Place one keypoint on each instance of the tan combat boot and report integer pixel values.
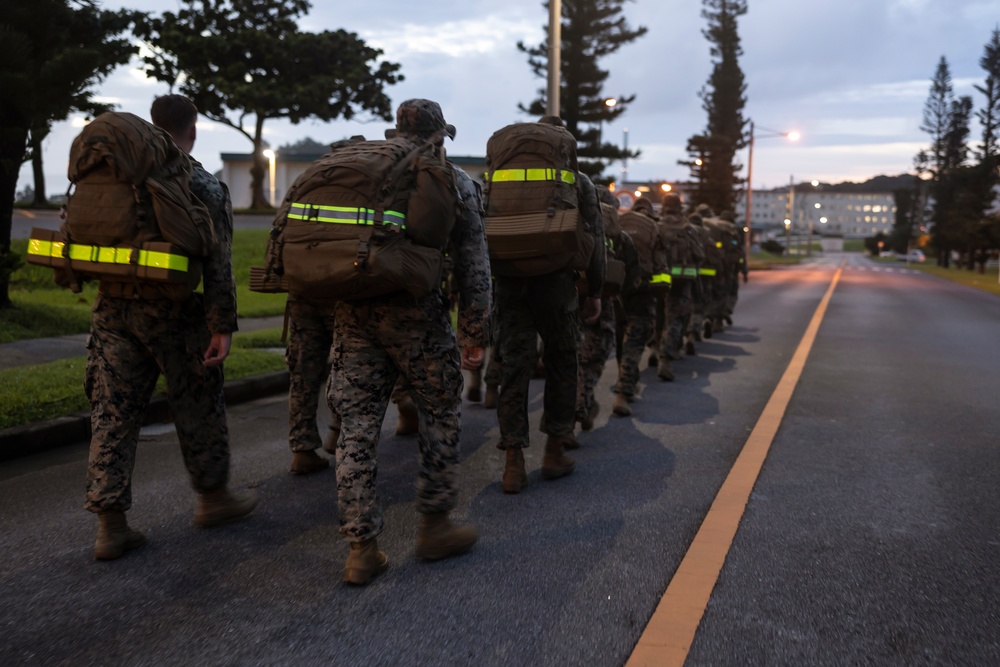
(492, 396)
(114, 537)
(219, 507)
(475, 393)
(439, 538)
(409, 422)
(621, 407)
(308, 461)
(363, 562)
(555, 463)
(514, 477)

**Exercise description:**
Rewrite all the data above as a numbered list. Skip any blank lines and omit the picture.

**Response:**
1. Place one keypoint on each instance of the tan combat boot and report integer pixel values.
2. (492, 396)
3. (114, 537)
4. (219, 507)
5. (475, 393)
6. (439, 538)
7. (409, 422)
8. (621, 407)
9. (308, 461)
10. (363, 562)
11. (555, 463)
12. (514, 477)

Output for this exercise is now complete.